Exercise directions: Extract the complete article on the Dīrgha Āgama below, reproducing every line without changes.

::: Source document

= Dirgha Agama =

Buddhist scriptures

The Dīrgha Āgama is one of the found Buddhist Āgamas of the Sūtra Piṭaka. It collects "long" discourses and corresponds to the Dīgha Nikāya of the Pāli Canon. Two versions of the Dīrgha Āgama have been preserved: A translation into Chinese of a Dharmaguptaka recension and substantial Sanskrit manuscript findings of a Mūlasarvāstivāda version.

== The Chinese Dīrgha Āgama (T 1) ==
A Chinese translation of a Dīrgha Āgama text attributed to the Dharmaguptaka school is included in the Chinese Buddhist canon as T 1, 長阿含經. This translation was based on a Prakrit text read out by Buddhayaśas and translated by Zhu Fonian into Chinese in the Later Qin dynasty, dated to 413 CE. This recension consists of 30 sūtras in contrast to the 34 suttas of the Dīgha Nikāya of the Pāli Canon. It also differs from the latter in adopting a four-part division rather than one into three parts.

Of the 30 discourses in this Chinese Dīrgha Āgama collection, 3 do not have a parallel in the Dīgha Nikāya: DĀ 11, DĀ 12, and DĀ 30. The first two of these, DĀ 11 (增一經) and DĀ 12 (三聚經), are similar in type to the two preceding discourses, DĀ 9 and DĀ 10, which are parallels to the Saṅgīti Sutta and Dasuttara Sutta of the Dīgha Nikāya. All of these discourses list items arranged according to a numerical grid. However, DĀ 11 and DĀ 12 are significantly shorter, in fact too short to warrant their inclusion in a collection of long discourses. For this reason, according to Bhikkhu Anālayo these two discourses may have come into being as extracts from the preceding two discourses. In other words, DĀ 11 and DĀ 12 would have emerged within the context of an already existing Dīrgha Āgama collection.

::::::
::: Raw data

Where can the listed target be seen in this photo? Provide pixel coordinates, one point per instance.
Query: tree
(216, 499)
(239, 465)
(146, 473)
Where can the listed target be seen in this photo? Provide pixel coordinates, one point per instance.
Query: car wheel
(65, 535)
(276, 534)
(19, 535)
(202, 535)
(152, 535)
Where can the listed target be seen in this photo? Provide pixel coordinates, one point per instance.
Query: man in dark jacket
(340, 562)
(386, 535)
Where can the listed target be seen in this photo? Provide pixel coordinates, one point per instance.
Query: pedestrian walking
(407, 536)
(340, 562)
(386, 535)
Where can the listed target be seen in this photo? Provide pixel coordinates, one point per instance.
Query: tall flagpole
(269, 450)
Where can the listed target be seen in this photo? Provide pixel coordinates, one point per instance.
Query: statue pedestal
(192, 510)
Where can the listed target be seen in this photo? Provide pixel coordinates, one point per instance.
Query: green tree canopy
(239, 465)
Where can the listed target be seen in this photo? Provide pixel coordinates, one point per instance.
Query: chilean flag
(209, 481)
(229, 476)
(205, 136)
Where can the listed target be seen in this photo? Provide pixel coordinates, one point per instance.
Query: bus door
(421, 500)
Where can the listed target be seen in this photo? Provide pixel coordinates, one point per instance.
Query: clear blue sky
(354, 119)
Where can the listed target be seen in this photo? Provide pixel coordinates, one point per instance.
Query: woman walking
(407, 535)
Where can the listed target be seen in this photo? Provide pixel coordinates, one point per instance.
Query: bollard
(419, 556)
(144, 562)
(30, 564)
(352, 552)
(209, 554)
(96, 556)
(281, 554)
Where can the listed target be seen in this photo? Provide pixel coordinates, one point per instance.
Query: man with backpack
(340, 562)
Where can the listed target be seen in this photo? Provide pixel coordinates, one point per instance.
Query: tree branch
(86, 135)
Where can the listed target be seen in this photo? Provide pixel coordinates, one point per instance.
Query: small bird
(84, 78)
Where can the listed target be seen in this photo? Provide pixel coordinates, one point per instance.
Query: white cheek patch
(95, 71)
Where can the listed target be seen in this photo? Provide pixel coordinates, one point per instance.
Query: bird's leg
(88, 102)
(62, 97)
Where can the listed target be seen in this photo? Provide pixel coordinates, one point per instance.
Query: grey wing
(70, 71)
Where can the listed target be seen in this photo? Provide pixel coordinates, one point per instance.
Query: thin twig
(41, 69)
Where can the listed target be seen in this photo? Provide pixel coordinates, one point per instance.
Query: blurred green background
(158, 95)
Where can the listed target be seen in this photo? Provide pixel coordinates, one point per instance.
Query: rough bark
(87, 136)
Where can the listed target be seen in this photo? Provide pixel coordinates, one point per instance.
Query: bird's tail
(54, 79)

::::::

The output:
= Dirgha Agama =

Buddhist scriptures

The Dīrgha Āgama is one of the found Buddhist Āgamas of the Sūtra Piṭaka. It collects "long" discourses and corresponds to the Dīgha Nikāya of the Pāli Canon. Two versions of the Dīrgha Āgama have been preserved: A translation into Chinese of a Dharmaguptaka recension and substantial Sanskrit manuscript findings of a Mūlasarvāstivāda version.

== The Chinese Dīrgha Āgama (T 1) ==
A Chinese translation of a Dīrgha Āgama text attributed to the Dharmaguptaka school is included in the Chinese Buddhist canon as T 1, 長阿含經. This translation was based on a Prakrit text read out by Buddhayaśas and translated by Zhu Fonian into Chinese in the Later Qin dynasty, dated to 413 CE. This recension consists of 30 sūtras in contrast to the 34 suttas of the Dīgha Nikāya of the Pāli Canon. It also differs from the latter in adopting a four-part division rather than one into three parts.

Of the 30 discourses in this Chinese Dīrgha Āgama collection, 3 do not have a parallel in the Dīgha Nikāya: DĀ 11, DĀ 12, and DĀ 30. The first two of these, DĀ 11 (增一經) and DĀ 12 (三聚經), are similar in type to the two preceding discourses, DĀ 9 and DĀ 10, which are parallels to the Saṅgīti Sutta and Dasuttara Sutta of the Dīgha Nikāya. All of these discourses list items arranged according to a numerical grid. However, DĀ 11 and DĀ 12 are significantly shorter, in fact too short to warrant their inclusion in a collection of long discourses. For this reason, according to Bhikkhu Anālayo these two discourses may have come into being as extracts from the preceding two discourses. In other words, DĀ 11 and DĀ 12 would have emerged within the context of an already existing Dīrgha Āgama collection.